___ Material provided

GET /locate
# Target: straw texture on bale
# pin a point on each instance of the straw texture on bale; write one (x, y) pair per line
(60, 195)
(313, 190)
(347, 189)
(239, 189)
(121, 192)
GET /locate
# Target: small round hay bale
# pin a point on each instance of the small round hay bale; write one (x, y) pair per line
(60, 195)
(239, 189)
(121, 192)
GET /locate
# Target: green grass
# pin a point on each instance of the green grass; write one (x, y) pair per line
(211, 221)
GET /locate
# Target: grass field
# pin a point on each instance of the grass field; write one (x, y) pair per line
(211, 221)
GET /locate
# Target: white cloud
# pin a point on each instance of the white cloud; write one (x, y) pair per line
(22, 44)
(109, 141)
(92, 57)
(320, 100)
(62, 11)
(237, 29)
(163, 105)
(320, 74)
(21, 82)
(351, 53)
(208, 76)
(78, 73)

______

Reproduce all of the data above line for line, without changing anything.

*Exercise output:*
GET /locate
# Target: straw texture on bale
# pin a point on each instance of the straw texture on bale; write one (x, y) pair per line
(60, 195)
(313, 190)
(347, 189)
(239, 189)
(121, 192)
GET /locate
# Target: small round hay bale
# pin a point on each instance of the small round hay bale; write one (x, y) pair per line
(60, 195)
(239, 189)
(121, 192)
GET /locate
# Target: green grass
# pin a point on each instance of the green grass; write one (x, y) pair per line
(211, 221)
GET /locate
# Target: grass field
# pin a point on each instance of the grass field; write one (x, y) pair per line
(211, 221)
GET /locate
# Target: white cloud
# pin a point on each instance of the white cloud; write one (x, y) pair per line
(22, 44)
(109, 141)
(92, 57)
(320, 100)
(62, 11)
(237, 29)
(163, 105)
(320, 74)
(21, 82)
(351, 53)
(208, 76)
(78, 73)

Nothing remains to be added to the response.